===== SUPPLIED DATA =====

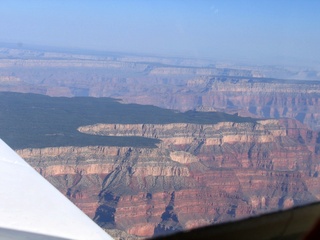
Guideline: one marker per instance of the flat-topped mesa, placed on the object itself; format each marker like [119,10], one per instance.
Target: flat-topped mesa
[224,171]
[212,134]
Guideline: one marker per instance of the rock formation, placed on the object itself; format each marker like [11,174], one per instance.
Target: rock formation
[198,174]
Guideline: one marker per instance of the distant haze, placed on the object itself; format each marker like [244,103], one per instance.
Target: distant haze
[262,32]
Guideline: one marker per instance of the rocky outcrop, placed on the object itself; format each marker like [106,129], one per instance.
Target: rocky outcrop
[198,175]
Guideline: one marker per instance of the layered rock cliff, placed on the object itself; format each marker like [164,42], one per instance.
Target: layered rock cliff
[198,174]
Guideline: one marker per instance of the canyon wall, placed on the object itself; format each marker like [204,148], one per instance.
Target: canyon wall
[198,174]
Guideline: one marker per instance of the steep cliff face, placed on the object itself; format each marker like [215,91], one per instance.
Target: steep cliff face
[198,175]
[267,98]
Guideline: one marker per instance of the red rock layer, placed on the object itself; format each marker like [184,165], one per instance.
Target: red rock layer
[198,175]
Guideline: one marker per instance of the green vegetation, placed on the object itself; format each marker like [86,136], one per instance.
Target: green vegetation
[32,120]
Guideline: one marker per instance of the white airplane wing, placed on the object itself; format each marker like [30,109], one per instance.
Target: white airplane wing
[31,208]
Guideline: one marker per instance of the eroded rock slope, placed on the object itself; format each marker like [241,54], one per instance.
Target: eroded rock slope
[199,174]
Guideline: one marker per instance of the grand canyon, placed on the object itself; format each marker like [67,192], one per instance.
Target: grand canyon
[220,143]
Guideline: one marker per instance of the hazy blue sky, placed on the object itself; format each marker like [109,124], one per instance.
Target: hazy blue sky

=====

WHAT TO PRODUCE: Output the entries above exactly, without their pictures.

RESPONSE:
Guideline: one marker per instance of the flat-topped mesa, placed on the object itself; format each marker like [119,10], one per instance.
Target: flat-topped mesa
[224,171]
[212,134]
Guideline: one marker per instance of the rock formation, placed on the object itself; format each marker like [11,174], one per instance.
Target: rock formation
[198,174]
Guideline: one marker per instance of the distant haze, placed on the object itself; format each marker like [244,103], one per instance.
Target: distant haze
[262,32]
Guideline: one marker per instance of the rocky outcrop, placed on the object itself; format each marker like [106,129], one per instance.
Target: rocky outcrop
[198,175]
Guideline: one marker per instance of the layered rock cliff, placed on the object itself; format each marker like [164,42], one per instance.
Target: layered rock cliff
[198,174]
Guideline: one marker per instance of the canyon wall, placed on the object itself; format each marker like [204,148], one per instance.
Target: canyon wall
[198,174]
Guideline: one marker per instance of the steep cliff face, placed on the object itself; format each marker like [215,91], one per instance.
Target: steep cliff face
[198,175]
[267,98]
Guideline: one marker per instance of the red rock layer, placed on the object itself; format each marker like [184,165], one per instance.
Target: red rock layer
[198,175]
Guideline: one marker per instance of the green vegetation, placed on the object itself; format each marker like [86,136], one per instance.
Target: green vegetation
[32,120]
Guideline: one marker per instance of the white airplane wing, placed on the object itself; format each marker like [30,109], one per instance.
Target: white airplane wing
[31,208]
Guideline: one marker per instance of the eroded rock slope, placed on the object itself; format each marker like [241,54], one per instance.
Target: eroded rock slope
[199,174]
Guideline: one marker per instance of the grand canyon, placed on the object itself; format each marker like [67,192], one per instance.
Target: grand canyon
[220,143]
Guideline: one marker per instance of the hazy blue sky, placed on the object itself; format each marker like [109,124], one per instance.
Target: hazy blue sky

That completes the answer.